*What to do:* Copy out again, unchanged, the line that contains "Every instance of the wildflower" and every line after it down to the last line of the data.

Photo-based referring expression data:
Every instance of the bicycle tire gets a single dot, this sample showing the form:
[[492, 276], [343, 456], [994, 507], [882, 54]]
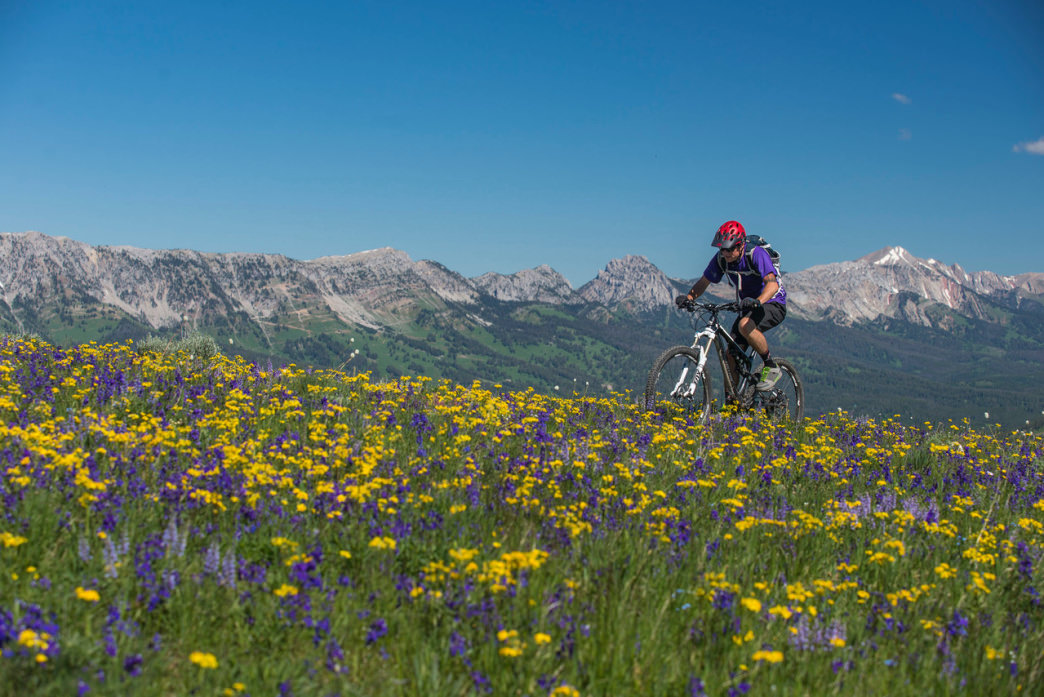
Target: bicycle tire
[[786, 401], [667, 377]]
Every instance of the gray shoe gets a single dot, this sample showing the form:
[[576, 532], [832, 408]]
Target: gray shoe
[[769, 376]]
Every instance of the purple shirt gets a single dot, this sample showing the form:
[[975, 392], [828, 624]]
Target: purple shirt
[[750, 284]]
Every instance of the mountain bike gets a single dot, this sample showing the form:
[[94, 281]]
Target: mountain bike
[[680, 376]]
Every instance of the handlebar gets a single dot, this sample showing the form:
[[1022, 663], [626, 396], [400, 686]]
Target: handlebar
[[693, 306]]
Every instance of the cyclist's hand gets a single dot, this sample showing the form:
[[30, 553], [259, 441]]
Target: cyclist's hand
[[750, 304]]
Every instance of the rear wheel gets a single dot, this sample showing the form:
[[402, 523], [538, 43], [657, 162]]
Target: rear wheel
[[675, 382], [786, 400]]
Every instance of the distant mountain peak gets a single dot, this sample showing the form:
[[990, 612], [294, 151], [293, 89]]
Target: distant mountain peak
[[542, 284], [633, 281], [893, 256]]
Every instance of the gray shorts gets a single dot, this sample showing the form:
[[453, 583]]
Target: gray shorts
[[765, 317]]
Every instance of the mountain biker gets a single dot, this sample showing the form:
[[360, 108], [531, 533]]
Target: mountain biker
[[761, 297]]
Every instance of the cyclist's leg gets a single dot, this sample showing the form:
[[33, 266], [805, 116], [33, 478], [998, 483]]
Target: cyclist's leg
[[737, 336], [754, 325]]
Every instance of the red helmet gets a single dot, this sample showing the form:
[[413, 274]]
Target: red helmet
[[729, 235]]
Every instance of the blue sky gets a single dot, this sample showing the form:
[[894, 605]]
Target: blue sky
[[499, 136]]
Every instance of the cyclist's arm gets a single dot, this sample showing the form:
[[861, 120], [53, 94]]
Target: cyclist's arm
[[698, 287], [772, 287]]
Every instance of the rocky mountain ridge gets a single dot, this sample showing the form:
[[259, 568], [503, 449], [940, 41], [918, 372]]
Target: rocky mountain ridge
[[379, 287]]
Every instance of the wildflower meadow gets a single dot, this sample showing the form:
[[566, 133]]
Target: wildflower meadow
[[184, 525]]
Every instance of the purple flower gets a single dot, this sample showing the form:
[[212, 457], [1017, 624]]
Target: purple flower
[[133, 665], [84, 550], [378, 628], [458, 645]]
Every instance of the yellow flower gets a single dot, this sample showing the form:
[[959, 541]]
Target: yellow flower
[[204, 659], [565, 691], [768, 656], [12, 541], [89, 595], [752, 604]]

*Answer space:*
Every instance of the wildflower meadow gets a single dot, this sample showing the form:
[[566, 133]]
Target: wildflower meadow
[[184, 525]]
Every instance of the purple flower gets a single dot, this sample showing the form:
[[212, 457], [1017, 624]]
Target: purple flower
[[133, 665], [84, 550], [378, 628], [458, 645]]
Every instance of the yellow flower gets a single dot, this sample showing the form:
[[959, 541]]
Target: yellow flower
[[204, 659], [565, 691], [768, 656], [12, 541], [89, 595], [752, 604]]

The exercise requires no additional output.